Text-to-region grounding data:
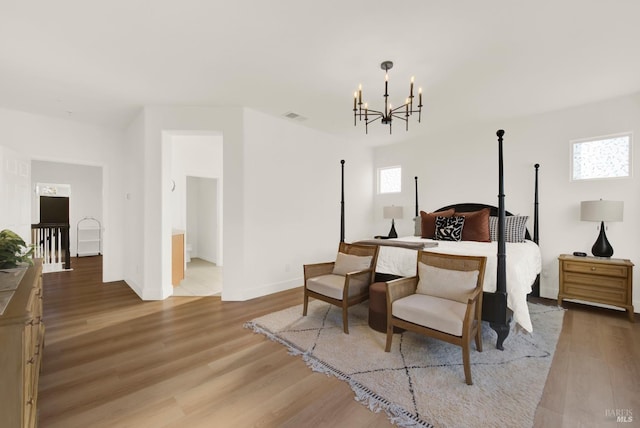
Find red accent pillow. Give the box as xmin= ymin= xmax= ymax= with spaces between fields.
xmin=455 ymin=208 xmax=491 ymax=242
xmin=420 ymin=209 xmax=455 ymax=239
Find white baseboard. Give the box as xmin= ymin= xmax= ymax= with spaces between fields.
xmin=124 ymin=278 xmax=143 ymax=300
xmin=222 ymin=278 xmax=301 ymax=301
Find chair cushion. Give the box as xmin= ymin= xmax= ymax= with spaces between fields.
xmin=332 ymin=252 xmax=372 ymax=276
xmin=392 ymin=294 xmax=467 ymax=336
xmin=416 ymin=262 xmax=479 ymax=303
xmin=307 ymin=274 xmax=369 ymax=300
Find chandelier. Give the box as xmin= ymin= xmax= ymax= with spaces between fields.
xmin=353 ymin=61 xmax=423 ymax=134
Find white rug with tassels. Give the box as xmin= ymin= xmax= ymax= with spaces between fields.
xmin=245 ymin=300 xmax=564 ymax=428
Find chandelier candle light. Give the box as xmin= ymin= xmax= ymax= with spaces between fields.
xmin=353 ymin=61 xmax=422 ymax=134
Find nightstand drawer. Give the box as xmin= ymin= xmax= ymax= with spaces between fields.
xmin=563 ymin=271 xmax=627 ymax=290
xmin=562 ymin=282 xmax=627 ymax=305
xmin=562 ymin=261 xmax=628 ymax=278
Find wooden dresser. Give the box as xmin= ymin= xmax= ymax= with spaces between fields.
xmin=0 ymin=260 xmax=44 ymax=428
xmin=558 ymin=254 xmax=634 ymax=322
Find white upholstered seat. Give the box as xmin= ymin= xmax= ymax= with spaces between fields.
xmin=303 ymin=242 xmax=379 ymax=334
xmin=385 ymin=251 xmax=487 ymax=385
xmin=392 ymin=294 xmax=467 ymax=336
xmin=306 ymin=274 xmax=369 ymax=300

> What to do
The line containing "Find white upholstered" and every line after it, through the end of the records, should be repeated exactly and alone.

> The completed task
Find white upholstered seat. Give the box as xmin= ymin= xmax= ymax= with spaces between fields.
xmin=303 ymin=242 xmax=379 ymax=334
xmin=385 ymin=251 xmax=487 ymax=385
xmin=392 ymin=294 xmax=467 ymax=336
xmin=306 ymin=274 xmax=369 ymax=300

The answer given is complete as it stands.